Location identification material

-*-

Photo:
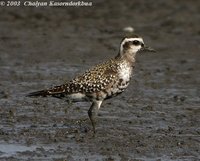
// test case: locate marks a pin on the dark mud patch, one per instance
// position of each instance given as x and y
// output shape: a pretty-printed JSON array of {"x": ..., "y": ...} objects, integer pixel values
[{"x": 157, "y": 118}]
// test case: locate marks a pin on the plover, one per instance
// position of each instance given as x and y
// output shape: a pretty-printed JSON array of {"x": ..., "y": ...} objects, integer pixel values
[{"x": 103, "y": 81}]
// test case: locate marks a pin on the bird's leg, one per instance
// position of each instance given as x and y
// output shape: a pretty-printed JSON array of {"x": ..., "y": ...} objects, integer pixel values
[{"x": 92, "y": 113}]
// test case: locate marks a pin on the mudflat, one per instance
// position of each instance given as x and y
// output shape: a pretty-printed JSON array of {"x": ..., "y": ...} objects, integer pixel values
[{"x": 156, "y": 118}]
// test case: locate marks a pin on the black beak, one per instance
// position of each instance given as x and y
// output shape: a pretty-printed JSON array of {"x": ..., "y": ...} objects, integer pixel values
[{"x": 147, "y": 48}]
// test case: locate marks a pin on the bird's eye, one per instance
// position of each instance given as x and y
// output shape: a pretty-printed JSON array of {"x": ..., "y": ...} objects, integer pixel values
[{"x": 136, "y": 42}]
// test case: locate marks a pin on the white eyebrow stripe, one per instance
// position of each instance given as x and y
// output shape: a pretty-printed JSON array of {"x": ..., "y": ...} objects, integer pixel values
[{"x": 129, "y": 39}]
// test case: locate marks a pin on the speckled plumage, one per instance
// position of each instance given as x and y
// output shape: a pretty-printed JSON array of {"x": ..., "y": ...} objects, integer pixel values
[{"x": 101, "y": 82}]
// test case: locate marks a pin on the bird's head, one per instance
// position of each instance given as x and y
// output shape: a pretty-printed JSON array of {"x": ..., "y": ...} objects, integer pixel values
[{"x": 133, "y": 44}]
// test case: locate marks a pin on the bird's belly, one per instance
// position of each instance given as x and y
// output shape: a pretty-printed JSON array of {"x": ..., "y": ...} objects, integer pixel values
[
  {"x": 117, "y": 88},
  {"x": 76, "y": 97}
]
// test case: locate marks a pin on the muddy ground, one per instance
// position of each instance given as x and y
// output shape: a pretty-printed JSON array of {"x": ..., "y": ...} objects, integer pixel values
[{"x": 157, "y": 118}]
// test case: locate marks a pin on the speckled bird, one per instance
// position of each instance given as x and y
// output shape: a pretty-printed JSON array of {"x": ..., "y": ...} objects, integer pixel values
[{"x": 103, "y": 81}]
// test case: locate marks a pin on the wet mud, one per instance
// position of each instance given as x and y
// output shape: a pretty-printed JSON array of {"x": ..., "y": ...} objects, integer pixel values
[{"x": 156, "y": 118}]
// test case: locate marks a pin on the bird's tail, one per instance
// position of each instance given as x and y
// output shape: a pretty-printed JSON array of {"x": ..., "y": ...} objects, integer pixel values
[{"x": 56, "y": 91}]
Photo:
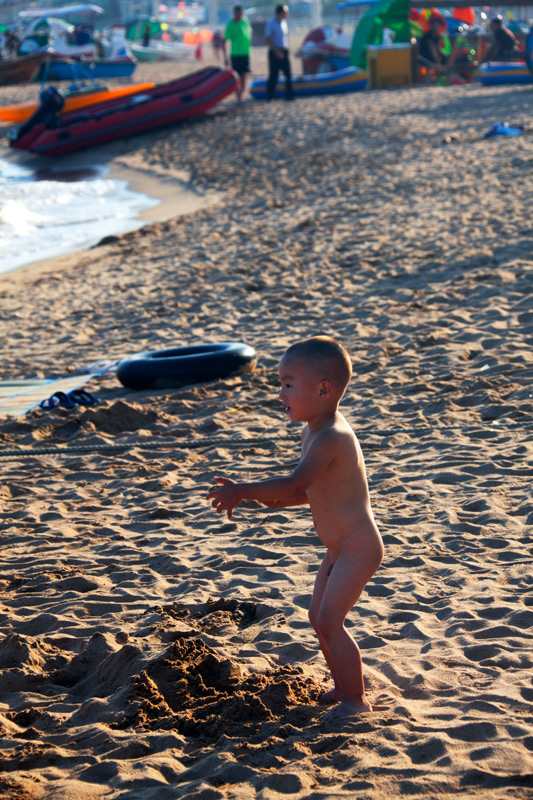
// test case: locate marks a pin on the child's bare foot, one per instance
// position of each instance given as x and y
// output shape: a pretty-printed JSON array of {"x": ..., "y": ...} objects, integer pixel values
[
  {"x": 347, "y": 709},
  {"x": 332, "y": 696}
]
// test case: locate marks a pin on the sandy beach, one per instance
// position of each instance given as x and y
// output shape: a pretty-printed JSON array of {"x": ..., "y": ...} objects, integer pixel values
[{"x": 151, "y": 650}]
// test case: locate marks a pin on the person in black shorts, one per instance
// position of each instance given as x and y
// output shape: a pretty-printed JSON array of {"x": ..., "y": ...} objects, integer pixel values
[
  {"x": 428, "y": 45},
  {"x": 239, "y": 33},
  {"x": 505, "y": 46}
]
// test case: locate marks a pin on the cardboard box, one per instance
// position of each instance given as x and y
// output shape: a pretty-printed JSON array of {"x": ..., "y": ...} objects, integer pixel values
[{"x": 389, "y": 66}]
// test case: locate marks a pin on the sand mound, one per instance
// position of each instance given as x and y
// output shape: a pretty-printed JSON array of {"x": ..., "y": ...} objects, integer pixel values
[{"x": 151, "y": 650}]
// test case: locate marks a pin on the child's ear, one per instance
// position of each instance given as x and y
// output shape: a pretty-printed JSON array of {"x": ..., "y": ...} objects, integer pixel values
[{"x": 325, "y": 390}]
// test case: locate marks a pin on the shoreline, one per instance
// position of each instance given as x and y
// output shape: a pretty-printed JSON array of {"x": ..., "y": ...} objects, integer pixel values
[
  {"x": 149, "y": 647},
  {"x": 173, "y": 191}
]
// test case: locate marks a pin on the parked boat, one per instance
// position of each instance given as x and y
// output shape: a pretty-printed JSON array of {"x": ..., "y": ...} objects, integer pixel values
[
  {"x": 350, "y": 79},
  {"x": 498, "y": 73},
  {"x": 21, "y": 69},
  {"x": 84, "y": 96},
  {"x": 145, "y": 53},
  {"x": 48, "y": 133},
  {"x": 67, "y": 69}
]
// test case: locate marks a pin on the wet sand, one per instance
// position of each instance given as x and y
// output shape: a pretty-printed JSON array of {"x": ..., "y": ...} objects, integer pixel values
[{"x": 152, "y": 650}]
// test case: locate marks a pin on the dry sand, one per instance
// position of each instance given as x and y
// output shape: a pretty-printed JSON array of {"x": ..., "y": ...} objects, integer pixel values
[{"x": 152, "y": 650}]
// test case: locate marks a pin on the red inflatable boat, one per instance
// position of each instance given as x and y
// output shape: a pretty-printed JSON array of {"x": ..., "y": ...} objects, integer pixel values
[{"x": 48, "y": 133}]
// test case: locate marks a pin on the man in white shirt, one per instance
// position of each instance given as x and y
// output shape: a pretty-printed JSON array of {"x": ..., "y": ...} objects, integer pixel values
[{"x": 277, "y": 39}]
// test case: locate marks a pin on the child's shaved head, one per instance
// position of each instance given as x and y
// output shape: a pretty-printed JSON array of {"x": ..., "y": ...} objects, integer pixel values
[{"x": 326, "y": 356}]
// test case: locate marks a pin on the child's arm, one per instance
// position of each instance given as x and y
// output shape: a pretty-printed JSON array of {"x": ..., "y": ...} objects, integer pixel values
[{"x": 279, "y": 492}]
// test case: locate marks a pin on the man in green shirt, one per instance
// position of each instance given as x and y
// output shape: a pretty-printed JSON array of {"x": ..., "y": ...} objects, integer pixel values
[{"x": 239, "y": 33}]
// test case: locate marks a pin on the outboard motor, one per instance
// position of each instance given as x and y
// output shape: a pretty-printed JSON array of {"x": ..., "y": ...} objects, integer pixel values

-*-

§ **Work to do**:
Write out all of the material above again with each "integer pixel values" switched to "whole-number pixel values" and every other word left as it is. Omit the pictures from your answer.

§ **Correct result**:
Photo:
// test case: locate marks a pin on the dark mud patch, one per instance
// position of each instance given as x and y
// output shape: a pretty-printed JSON array of {"x": ..., "y": ...} objects, whole-number pixel values
[{"x": 157, "y": 118}]
// test case: locate marks a pin on the plover, one per instance
// position of each instance given as x and y
// output shape: a pretty-printed JSON array of {"x": ..., "y": ...} objects, whole-number pixel values
[{"x": 103, "y": 81}]
// test case: locate marks a pin on the bird's leg, one per instance
// position of each instance given as x and y
// output shape: a pretty-printed JSON array of {"x": ..., "y": ...} objects, whole-number pixel values
[{"x": 92, "y": 113}]
// test case: locate marks a pin on the mudflat, one per instance
// position of each instance given as x and y
// output shape: a pretty-printed JSON array of {"x": ..., "y": ...} objects, whole-number pixel values
[{"x": 156, "y": 118}]
// test case: locate marks a pin on the black beak, one per instance
// position of each instance given as x and y
// output shape: a pretty-printed JSON array of {"x": ..., "y": ...} objects, whole-number pixel values
[{"x": 147, "y": 48}]
// test case: locate marks a pin on the bird's eye, one per instance
// position of each instance given as x and y
// output shape: a pretty-printed JSON array of {"x": ..., "y": ...} objects, whole-number pixel values
[{"x": 136, "y": 42}]
// test case: locate marks a pin on the white eyebrow stripe, one per instance
// position of each instance given as x and y
// output shape: a pretty-printed JSON array of {"x": ..., "y": ...} objects, whole-number pixel values
[{"x": 129, "y": 39}]
// test case: locate marks a pin on the speckled plumage, one per instance
// position of each instance given as x and y
// output shape: a pretty-printed JSON array of {"x": ..., "y": ...} objects, whole-number pixel values
[{"x": 101, "y": 82}]
// test case: locate marks a pin on the bird's head, one per instance
// position of each instance given as x and y
// output shape: a pretty-printed JSON array of {"x": ..., "y": ...} objects, whole-number pixel values
[{"x": 133, "y": 44}]
// test case: locate marks a pin on the bird's belly, one per instance
// position of each instance given as x and y
// output shape: a pretty-printed JSON array of {"x": ..., "y": ...} objects, whole-number pixel values
[
  {"x": 117, "y": 88},
  {"x": 76, "y": 97}
]
// test case: locate marks a pin on the muddy ground, one per instance
// position of each instance given as x and y
// output shape: a pretty-printed JSON array of {"x": ..., "y": ...} objects, whole-number pixel values
[{"x": 157, "y": 118}]
// test case: locate marks a pin on the speckled bird, one per instance
// position of each instance given as x and y
// output shape: a pretty-printed JSON array of {"x": ..., "y": ...} objects, whole-number pixel values
[{"x": 103, "y": 81}]
// test case: locate marks a pin on the wet mud, one per instance
// position of each instance given as x and y
// output shape: a pretty-printed JSON array of {"x": ..., "y": ...} objects, whole-number pixel values
[{"x": 156, "y": 118}]
// test case: locate marks a pin on the bird's tail, one per instance
// position of each instance given as x and y
// output shape: a pretty-printed JSON array of {"x": ..., "y": ...} objects, whole-number pixel values
[{"x": 56, "y": 91}]
Photo:
// test case: locate marks a pin on the child's bare foot, one per instance
// position of each instance given as x and y
// output shape: a pretty-printed JSON array of {"x": ..., "y": ...} objects, whole-number pixel values
[
  {"x": 347, "y": 709},
  {"x": 332, "y": 696}
]
// test case: locate marks a pin on the sandy beach, one per instance
// position of each instance given as x and y
// output shape: a pretty-printed JSON array of {"x": ..., "y": ...} objects, whole-number pixel values
[{"x": 151, "y": 650}]
// test case: locate marks a pin on the person in black shorts, one per instance
// position of each instance given as x and y
// output shape: a pretty-printed JSON array of {"x": ..., "y": ...} objects, whole-number pixel values
[
  {"x": 428, "y": 45},
  {"x": 239, "y": 33},
  {"x": 505, "y": 46}
]
// test case: locate marks a pin on the cardboard box, one per instance
// position of each instance given as x and y
// output shape: a pretty-printed JSON array of {"x": ..., "y": ...} objects, whole-number pixel values
[{"x": 389, "y": 66}]
// test case: locate marks a pin on the sand mound, one per instance
// position of each instance given as x and y
// output shape: a pretty-printed JSON array of {"x": ..., "y": ...} objects, whole-number pixel values
[{"x": 151, "y": 650}]
// test case: locate marks a pin on the child's ear, one per instance
// position of each instance given as x and y
// output shape: a pretty-printed JSON array of {"x": ..., "y": ...} objects, whole-number pixel values
[{"x": 325, "y": 390}]
// test case: locate marks a pin on the shoreline, one per instance
// position of each instance given as x and y
// output shape: a pretty-printed JSON array of {"x": ..., "y": ...} objects, whole-number pixel values
[
  {"x": 149, "y": 647},
  {"x": 173, "y": 191}
]
// test case: locate marks a pin on the parked boat, one per instance
// position of each instance given as x and y
// output shape: a pretty-printed JSON array of {"x": ..., "y": ...} objects, whole-number pixel values
[
  {"x": 350, "y": 79},
  {"x": 498, "y": 73},
  {"x": 21, "y": 69},
  {"x": 84, "y": 96},
  {"x": 145, "y": 53},
  {"x": 48, "y": 133},
  {"x": 67, "y": 69}
]
// test case: locate marks a pin on the wet sand, one per instance
// position of each instance given as x and y
// output shape: a pretty-printed JSON array of {"x": ..., "y": ...} objects, whole-number pixel values
[{"x": 152, "y": 650}]
// test case: locate marks a pin on the dry sand, one per instance
// position of each instance given as x and y
// output shape: a pretty-printed JSON array of {"x": ..., "y": ...} objects, whole-number pixel values
[{"x": 152, "y": 650}]
// test case: locate marks a pin on the red inflatable boat, one per instance
// position of each instance given as x and y
// output shape: a pretty-printed JSON array of {"x": ..., "y": ...} objects, whole-number pixel values
[{"x": 48, "y": 133}]
// test case: locate marks a pin on the man in white shirt, one per instance
// position of each instance given as x and y
// output shape: a pretty-printed JSON array of {"x": ..., "y": ...} objects, whole-number pixel values
[{"x": 277, "y": 39}]
// test case: locate marks a pin on the child's shaved head, one per instance
// position of each instance given as x and y
// output shape: a pretty-printed JSON array of {"x": ..., "y": ...} objects, whole-number pixel values
[{"x": 326, "y": 356}]
// test case: locate marks a pin on the child's arm, one per instance
// position of each instance given as x and y
// output shape: a pretty-printed JSON array of {"x": ..., "y": ...} objects, whole-number pixel values
[{"x": 279, "y": 492}]
// test case: locate marks a pin on the man in green shirt, one per instance
// position of each instance given as x and y
// output shape: a pretty-printed JSON array of {"x": ..., "y": ...} objects, whole-number pixel values
[{"x": 239, "y": 33}]
// test case: locate marks a pin on the outboard motor, one per instance
// position of each instance given as x and y
// output shape: a pretty-printed JSON array of {"x": ..., "y": ...} objects, whole-number pixel values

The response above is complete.